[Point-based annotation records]
--

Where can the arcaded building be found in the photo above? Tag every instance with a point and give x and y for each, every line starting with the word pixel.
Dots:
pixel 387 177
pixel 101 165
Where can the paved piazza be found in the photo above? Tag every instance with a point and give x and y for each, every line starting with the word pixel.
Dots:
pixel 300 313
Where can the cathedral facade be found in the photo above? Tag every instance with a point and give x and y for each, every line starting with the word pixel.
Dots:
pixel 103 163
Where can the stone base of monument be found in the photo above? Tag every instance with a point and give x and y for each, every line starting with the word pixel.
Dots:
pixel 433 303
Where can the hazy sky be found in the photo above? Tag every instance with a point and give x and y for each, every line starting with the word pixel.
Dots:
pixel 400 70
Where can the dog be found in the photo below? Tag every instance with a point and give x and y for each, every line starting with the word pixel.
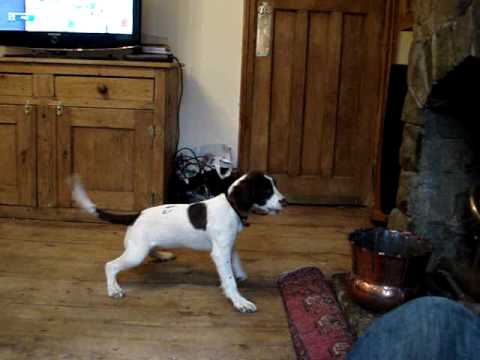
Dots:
pixel 211 225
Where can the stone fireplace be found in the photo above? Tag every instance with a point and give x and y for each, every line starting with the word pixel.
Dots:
pixel 440 152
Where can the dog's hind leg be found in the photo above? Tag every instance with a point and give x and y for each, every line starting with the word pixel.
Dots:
pixel 222 257
pixel 135 252
pixel 162 256
pixel 240 274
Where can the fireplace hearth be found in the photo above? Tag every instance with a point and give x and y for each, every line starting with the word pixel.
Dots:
pixel 440 152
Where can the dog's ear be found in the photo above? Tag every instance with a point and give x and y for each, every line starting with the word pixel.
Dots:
pixel 242 197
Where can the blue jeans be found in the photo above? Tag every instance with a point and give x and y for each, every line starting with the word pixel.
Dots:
pixel 425 328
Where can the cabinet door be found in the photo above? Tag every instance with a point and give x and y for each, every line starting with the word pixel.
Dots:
pixel 111 150
pixel 17 155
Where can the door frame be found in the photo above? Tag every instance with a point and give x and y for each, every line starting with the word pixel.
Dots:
pixel 247 88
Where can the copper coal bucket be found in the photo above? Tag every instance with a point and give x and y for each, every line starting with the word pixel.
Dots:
pixel 387 267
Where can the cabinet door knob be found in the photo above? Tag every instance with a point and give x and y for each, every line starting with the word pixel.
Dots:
pixel 102 89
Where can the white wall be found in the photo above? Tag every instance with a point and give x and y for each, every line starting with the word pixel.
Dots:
pixel 206 35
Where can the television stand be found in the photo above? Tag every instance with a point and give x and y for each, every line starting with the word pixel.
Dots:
pixel 79 53
pixel 114 122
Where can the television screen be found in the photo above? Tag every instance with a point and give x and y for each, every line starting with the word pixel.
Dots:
pixel 69 23
pixel 76 16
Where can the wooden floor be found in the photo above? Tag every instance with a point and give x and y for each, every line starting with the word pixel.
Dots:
pixel 53 302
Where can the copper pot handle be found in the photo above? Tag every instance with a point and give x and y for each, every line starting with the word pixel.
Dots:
pixel 473 202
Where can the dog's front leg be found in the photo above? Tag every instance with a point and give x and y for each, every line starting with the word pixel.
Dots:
pixel 222 255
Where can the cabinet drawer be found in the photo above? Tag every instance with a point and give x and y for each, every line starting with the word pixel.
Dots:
pixel 16 85
pixel 104 88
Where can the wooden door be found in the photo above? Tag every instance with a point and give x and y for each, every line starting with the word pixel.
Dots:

--

— What the exercise asks —
Update the records above so that "Dots" reads "Points" throughout, with every other word left unchanged. Omit the pictures from the answer.

— Final result —
Where can the arcaded building be found in the photo above? Tag every instance with a point and give x and y for each, every line starting with the word pixel.
Points:
pixel 387 177
pixel 101 165
Where can the paved piazza be found in the photo above? Tag every instance with a point and give x and y for each, every line starting with the word pixel.
Points:
pixel 300 313
Where can the cathedral facade be found in the photo above? Tag every instance with a point and give x and y for each, every line starting with the word pixel.
Points:
pixel 103 163
Where can the stone base of monument be found in the photo above? Tag every instance with a point and give x and y for each, every line starting with the word pixel.
Points:
pixel 433 303
Where can the hazy sky be found in the photo above? Tag every instance with a point and give x and y for each, every line starting with the word pixel.
Points:
pixel 400 70
Where can the dog be found in the photo below? Tag every instance with a point and give x and y for each, every line starting with the word pixel.
Points:
pixel 211 225
Where can the stone fireplace be found in the photo above? Tag every instance with a point and give x and y for each, every line starting with the word pixel.
Points:
pixel 440 152
Where can the dog's hind leg be found in the photo above? Tag every instance with a point and give x and y for each, every line starting with the word pixel.
Points:
pixel 222 257
pixel 135 252
pixel 162 256
pixel 240 274
Where can the fireplace hearth be found in the photo above? Tag every instance with a point and give x and y for each, every line starting with the word pixel.
Points:
pixel 440 152
Where can the dog's ear be found in the photo above? Tag every instance with a point and give x and y for each, every line starting with the word pixel.
Points:
pixel 242 197
Where can the blue jeans be found in the photo above? Tag every instance with a point and give x and y for each, every line starting with the word pixel.
Points:
pixel 425 328
Where can the cabinet door be found in the photo above? Tag every instance with a point and give x and y for each, every line starting with the word pixel.
Points:
pixel 111 150
pixel 17 155
Where can the door frame be found in the photo above? Tag every instance with a point and give x and y for each, every line starting with the word pixel.
Points:
pixel 247 88
Where can the copper coal bucket be found in the photo above? Tag every instance with a point and give x and y for each, every line starting with the word pixel.
Points:
pixel 387 267
Where can the cabinet door knob be found in the photo above? Tag every instance with a point and give x and y for each, every line starting with the word pixel.
Points:
pixel 102 89
Where can the white wall be found in the photo above? Tag every instance with a point and give x and y for each, every line starting with the word pixel.
Points:
pixel 206 35
Where can the television stand be found in the photo above? Tag every instance with a point and give x and y for each, every line starting with the word pixel.
Points:
pixel 79 53
pixel 114 122
Where can the television screen be found in the photo above? Tag every instance with a point and give x and y for each, every line starting with the word pixel.
Points:
pixel 69 23
pixel 76 16
Where can the wooden floor be found in the photo above? Tag every instance with a point and give x and y for each, every line starting with the word pixel.
Points:
pixel 53 302
Where can the copper pot handle be found in the photo above? Tag every instance with a point and give x and y for each, every line starting with the word pixel.
Points:
pixel 473 202
Where can the dog's front leg be found in the photo above? Tag every instance with a point and give x and y for each, every line starting with the word pixel.
Points:
pixel 222 255
Where can the cabinet drawer be found in the photo above? Tag every instance with a point and give x and y for each, every line starting with the word pixel.
Points:
pixel 16 85
pixel 104 88
Where can the wooden door be found in the photo above? Tag every instance with a point and give x and y for each, every line starting with the word pixel.
Points:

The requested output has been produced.